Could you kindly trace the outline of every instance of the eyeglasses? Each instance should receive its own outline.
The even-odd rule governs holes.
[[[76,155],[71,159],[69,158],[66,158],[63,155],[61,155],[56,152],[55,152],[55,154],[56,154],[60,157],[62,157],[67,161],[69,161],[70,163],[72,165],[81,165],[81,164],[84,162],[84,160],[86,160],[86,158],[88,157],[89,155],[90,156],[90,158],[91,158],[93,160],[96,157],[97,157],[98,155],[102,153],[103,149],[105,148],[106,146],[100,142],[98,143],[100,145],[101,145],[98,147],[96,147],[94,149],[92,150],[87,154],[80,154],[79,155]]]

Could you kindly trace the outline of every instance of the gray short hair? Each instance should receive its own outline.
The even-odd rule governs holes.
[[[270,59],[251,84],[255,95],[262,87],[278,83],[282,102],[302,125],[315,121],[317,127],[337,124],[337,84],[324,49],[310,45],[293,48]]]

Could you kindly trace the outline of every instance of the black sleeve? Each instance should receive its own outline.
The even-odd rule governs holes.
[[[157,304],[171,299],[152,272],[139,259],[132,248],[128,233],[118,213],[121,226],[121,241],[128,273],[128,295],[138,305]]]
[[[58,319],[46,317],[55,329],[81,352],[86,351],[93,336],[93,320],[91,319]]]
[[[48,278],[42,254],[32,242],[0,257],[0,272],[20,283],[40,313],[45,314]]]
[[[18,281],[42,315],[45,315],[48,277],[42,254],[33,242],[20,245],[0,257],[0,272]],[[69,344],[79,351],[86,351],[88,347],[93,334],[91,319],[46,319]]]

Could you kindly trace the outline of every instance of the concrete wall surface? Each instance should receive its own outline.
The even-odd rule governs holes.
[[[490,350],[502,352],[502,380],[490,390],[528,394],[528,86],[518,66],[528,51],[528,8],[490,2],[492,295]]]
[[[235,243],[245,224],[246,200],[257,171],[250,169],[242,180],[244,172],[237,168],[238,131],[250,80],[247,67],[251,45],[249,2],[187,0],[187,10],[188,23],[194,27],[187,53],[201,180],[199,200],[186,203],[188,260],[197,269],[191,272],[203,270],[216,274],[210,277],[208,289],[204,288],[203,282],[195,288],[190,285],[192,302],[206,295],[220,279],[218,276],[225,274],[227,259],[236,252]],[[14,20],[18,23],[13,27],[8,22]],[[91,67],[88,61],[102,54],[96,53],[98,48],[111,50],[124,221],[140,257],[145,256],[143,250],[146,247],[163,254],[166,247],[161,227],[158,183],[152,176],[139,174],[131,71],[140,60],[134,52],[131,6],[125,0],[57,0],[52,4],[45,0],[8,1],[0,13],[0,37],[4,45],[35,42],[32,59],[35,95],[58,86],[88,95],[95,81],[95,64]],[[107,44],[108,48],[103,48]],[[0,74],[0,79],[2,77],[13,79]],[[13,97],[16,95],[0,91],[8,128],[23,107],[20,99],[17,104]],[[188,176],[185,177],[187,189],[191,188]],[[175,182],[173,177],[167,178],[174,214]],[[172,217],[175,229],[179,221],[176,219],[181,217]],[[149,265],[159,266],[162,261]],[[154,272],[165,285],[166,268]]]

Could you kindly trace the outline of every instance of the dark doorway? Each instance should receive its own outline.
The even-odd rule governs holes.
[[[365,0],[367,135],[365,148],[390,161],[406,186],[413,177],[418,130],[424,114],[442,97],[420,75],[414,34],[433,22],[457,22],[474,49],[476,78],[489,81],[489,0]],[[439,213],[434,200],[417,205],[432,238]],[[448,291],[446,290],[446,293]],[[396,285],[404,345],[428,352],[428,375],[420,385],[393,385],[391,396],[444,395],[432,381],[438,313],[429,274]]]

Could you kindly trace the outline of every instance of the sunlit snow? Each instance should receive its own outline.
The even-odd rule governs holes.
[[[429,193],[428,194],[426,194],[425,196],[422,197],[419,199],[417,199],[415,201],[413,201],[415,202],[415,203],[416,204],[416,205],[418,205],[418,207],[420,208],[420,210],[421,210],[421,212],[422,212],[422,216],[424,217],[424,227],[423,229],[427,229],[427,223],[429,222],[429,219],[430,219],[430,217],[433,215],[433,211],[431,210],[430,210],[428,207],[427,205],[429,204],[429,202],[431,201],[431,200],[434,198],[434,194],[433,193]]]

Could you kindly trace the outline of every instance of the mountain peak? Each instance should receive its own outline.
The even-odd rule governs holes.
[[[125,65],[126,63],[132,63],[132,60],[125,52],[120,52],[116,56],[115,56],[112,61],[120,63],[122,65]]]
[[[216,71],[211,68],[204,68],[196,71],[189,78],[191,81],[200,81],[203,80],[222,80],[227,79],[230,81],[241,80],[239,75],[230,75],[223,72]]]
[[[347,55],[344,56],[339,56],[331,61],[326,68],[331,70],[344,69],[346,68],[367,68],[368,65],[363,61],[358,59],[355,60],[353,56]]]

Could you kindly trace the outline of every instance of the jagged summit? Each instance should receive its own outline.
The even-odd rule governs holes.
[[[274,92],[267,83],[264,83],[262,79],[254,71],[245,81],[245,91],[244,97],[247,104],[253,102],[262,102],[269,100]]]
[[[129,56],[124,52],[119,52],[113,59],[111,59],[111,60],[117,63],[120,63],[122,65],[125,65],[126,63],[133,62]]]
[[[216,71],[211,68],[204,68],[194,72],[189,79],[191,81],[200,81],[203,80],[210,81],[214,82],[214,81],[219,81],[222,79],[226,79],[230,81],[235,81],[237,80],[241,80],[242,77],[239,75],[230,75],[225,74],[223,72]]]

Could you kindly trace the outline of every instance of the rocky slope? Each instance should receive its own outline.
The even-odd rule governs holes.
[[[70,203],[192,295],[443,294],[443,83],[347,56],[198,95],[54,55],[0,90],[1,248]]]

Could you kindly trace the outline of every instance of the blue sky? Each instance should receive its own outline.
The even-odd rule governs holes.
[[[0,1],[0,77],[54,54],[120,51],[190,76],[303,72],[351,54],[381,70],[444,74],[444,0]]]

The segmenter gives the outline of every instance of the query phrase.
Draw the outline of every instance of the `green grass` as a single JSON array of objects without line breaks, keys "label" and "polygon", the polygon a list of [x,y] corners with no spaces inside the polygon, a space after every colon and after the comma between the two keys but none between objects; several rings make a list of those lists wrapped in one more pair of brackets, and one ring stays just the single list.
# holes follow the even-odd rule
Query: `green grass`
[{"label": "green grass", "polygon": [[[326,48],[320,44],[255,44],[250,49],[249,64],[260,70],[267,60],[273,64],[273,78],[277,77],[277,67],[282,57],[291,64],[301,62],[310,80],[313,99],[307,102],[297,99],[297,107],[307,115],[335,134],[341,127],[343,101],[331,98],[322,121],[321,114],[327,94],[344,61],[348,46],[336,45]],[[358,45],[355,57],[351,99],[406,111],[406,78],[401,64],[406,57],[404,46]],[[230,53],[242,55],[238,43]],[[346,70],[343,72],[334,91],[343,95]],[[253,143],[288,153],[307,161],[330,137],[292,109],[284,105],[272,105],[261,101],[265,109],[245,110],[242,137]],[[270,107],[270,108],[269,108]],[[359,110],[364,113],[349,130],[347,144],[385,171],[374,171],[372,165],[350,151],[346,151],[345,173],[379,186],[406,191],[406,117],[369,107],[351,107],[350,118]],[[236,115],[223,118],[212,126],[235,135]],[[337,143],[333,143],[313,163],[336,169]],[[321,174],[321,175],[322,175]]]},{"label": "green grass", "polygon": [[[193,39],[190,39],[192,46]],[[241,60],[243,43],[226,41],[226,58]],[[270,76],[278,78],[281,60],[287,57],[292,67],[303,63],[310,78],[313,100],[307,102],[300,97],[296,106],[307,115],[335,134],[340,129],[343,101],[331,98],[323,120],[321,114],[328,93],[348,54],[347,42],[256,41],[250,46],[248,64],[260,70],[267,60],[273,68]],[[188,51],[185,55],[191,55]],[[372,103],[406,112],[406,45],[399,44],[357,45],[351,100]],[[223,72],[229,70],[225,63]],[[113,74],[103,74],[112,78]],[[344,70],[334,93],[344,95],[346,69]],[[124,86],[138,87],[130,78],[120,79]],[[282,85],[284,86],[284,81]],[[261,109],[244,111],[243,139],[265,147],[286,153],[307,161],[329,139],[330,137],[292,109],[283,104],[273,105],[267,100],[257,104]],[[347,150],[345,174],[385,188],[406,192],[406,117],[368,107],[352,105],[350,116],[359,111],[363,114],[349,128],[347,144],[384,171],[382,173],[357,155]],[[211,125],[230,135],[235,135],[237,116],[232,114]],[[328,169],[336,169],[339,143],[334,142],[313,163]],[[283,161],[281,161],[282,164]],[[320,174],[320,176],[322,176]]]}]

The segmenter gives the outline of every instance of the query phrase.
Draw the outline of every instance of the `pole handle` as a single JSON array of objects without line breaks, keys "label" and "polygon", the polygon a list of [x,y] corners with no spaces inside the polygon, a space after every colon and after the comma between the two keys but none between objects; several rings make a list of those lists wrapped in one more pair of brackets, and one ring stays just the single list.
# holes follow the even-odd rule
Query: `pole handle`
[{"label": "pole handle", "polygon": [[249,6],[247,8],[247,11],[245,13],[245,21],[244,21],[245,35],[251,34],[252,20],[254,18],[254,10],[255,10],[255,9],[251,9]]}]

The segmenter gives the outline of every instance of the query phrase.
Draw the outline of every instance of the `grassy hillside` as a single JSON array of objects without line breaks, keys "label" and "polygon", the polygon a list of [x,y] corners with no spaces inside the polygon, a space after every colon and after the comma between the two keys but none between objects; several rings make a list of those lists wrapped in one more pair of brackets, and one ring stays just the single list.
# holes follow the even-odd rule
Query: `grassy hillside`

■ Description of the task ■
Extract every line of the material that contains the word "grassy".

■ Reply ■
Draw the outline of every instance of the `grassy hillside` as a single JSON array of objects without line breaks, keys "label" and "polygon", the polygon a list of [x,y] corners with no spaces inside the polygon, a space after every colon and after the comma between the two keys but none between objects; several rings make a list of those lists wrapped in one more pair of brackets, and one ring stays just the single list.
Query: `grassy hillside`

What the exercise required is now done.